● **Task directions**
In the review of the show Fosse, where is the 1962 telecast about Fosse and Ms. Verdon being shown?

-- BEGIN Document --

In a show that pulverizes you with one show-stopper after another, I was especially galvanized by the Kiss Me Kate pas de deux Fosse created for himself and Carol Haney in the “From This Moment On” number at M-G-M; the precision, timing and body language of the libidinous legs-for-days Elizabeth Parkinson (the dancing Nicole Kidman!) to the famous trumpet solo in Benny Goodman’s “Sing, Sing, Sing” (from the 1978 production of Dancin’ ); the synchronized sweetness of “Steam Heat”; the spectacular singing of “Life Is Just a Bowl of Cherries” by sexy Valarie Pettiford. I could go on from here to next season, but I don’t dream I will experience anything more exhilarating than this brilliant, blazing bonfire of entertainment.

Critics who grouse that Fosse neglects to offer insight into the man himself (and everyone else who finds him as fascinating as I do) are urged to drop in at the Museum of Television & Radio on West 52nd Street, where a rare 45-minute “live” 1962 telecast about Fosse and Ms. Verdon, which appeared on the great CBS weekend show American Musical Theater , is being projected every day through the end of February. This particular show traces the origins of the couple’s careers and features both of them in rare performances from all of their shows. They also answer candid questions from an audience of New York City high school students. Terminally shy, Fosse keeps looking at his shoes.

-- END Document --
-- BEGIN Data --

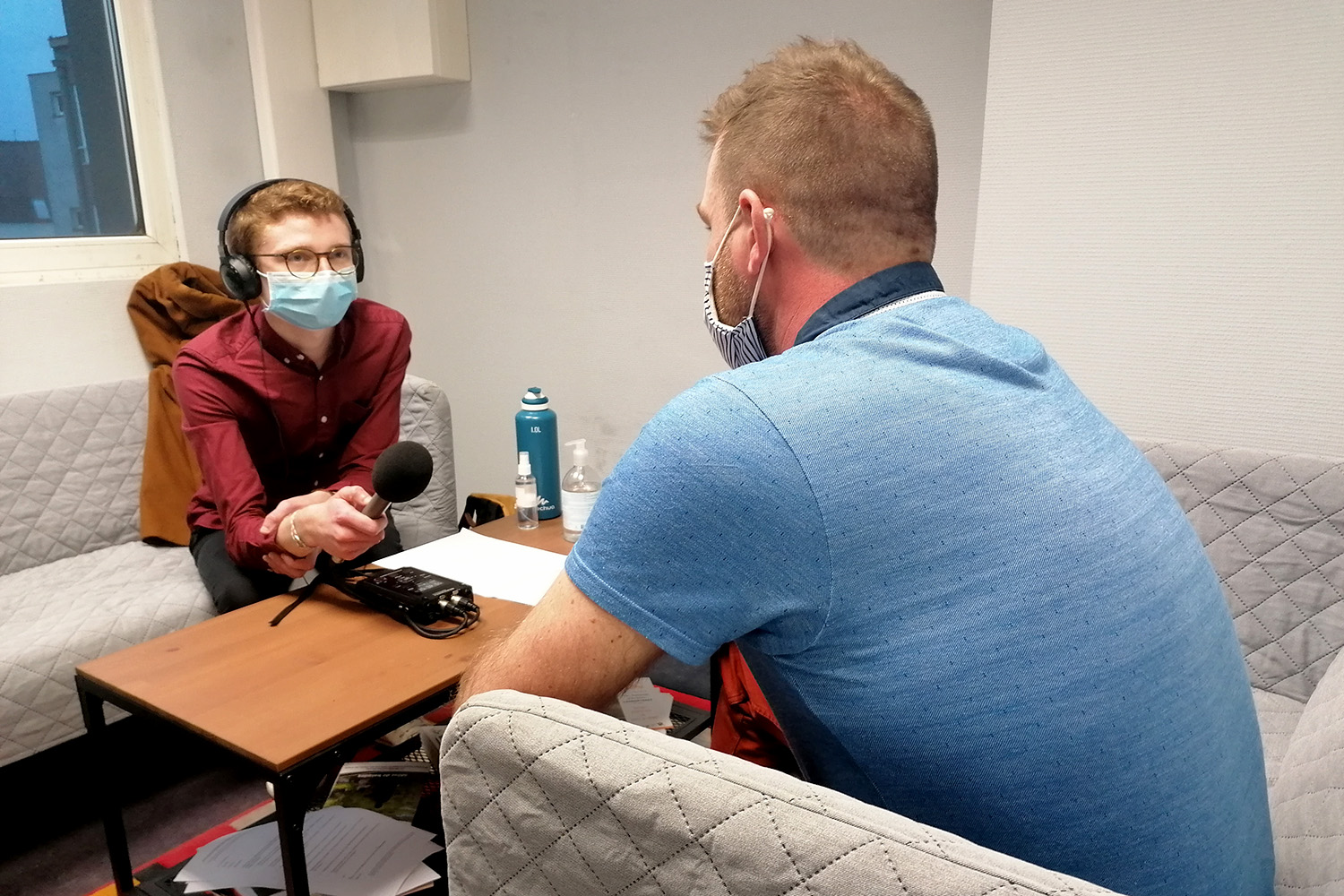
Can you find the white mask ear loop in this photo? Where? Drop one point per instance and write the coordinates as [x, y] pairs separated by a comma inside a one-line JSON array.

-- END Data --

● **Right answer**
At the Museum of Television & Radio on West 52nd Street.